_Your instructions_
Produce an exact copy of all the data below, dropping every image.

_Data for this exercise_
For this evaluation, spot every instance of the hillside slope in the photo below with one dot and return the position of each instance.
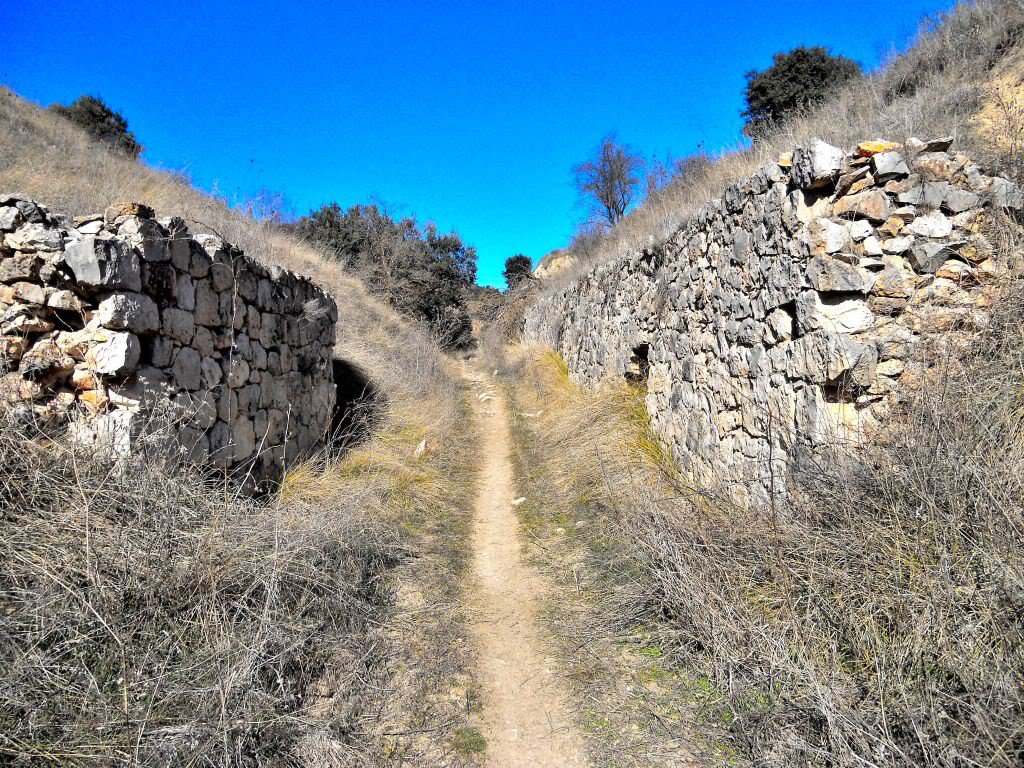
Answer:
(960, 77)
(870, 616)
(223, 614)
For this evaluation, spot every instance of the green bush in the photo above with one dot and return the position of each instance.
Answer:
(103, 124)
(802, 77)
(517, 268)
(420, 271)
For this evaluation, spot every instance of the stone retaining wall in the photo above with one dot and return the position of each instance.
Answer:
(787, 312)
(109, 320)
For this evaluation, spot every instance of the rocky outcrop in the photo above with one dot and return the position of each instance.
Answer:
(786, 313)
(114, 321)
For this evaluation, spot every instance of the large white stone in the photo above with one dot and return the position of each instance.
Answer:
(129, 311)
(117, 353)
(846, 315)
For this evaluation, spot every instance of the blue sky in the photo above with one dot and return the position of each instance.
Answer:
(466, 114)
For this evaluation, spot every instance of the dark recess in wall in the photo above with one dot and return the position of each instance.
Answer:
(357, 408)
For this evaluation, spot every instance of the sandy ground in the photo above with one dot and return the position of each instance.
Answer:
(526, 720)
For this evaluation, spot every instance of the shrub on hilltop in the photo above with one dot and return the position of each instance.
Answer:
(101, 123)
(797, 79)
(419, 270)
(517, 268)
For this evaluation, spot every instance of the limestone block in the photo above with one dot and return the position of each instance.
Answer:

_Solution for this problem_
For this evaluation, spot every instance of the hillside slope in the photo below with one dot and return the position of each instance.
Answer:
(960, 77)
(870, 616)
(223, 614)
For this evaluation, spot every instance of the green bush in the photo above with one dot and return the position of each instance.
Answer:
(103, 124)
(802, 77)
(517, 268)
(420, 271)
For this evaluation, spot every instance of the stone retaining wall in the photo above with one dot and return the position of each instance.
Answer:
(787, 312)
(109, 320)
For this evaluation, spot every instance of the rocky outcrop in the photo above with one dot and return the position of each instance.
Answer:
(786, 313)
(114, 321)
For this evaluation, spot every instance of the large white stone in the photo above with one dot and return the position of each instance.
Answer:
(129, 311)
(117, 353)
(846, 315)
For this evaluation, spot every instance of the blue sky in the photo above with one dot and return the position of each instance.
Answer:
(466, 114)
For this evaluation, spot every instance of the dark recess in wall in the photo above with one dot and return the position of each instance.
Answer:
(357, 408)
For this evaluation, spot every instance of the sandy ground in the photo above with one dot and return the position of each instance.
Answer:
(526, 720)
For this evaluation, spot every instance of the shrub on hilltop in the photo above with one dot and return the position of each instance.
Answer:
(101, 123)
(797, 79)
(419, 270)
(517, 268)
For this evaluation, spot every instance of the limestone block in the photo above with one dot and return the position of each instance.
Answer:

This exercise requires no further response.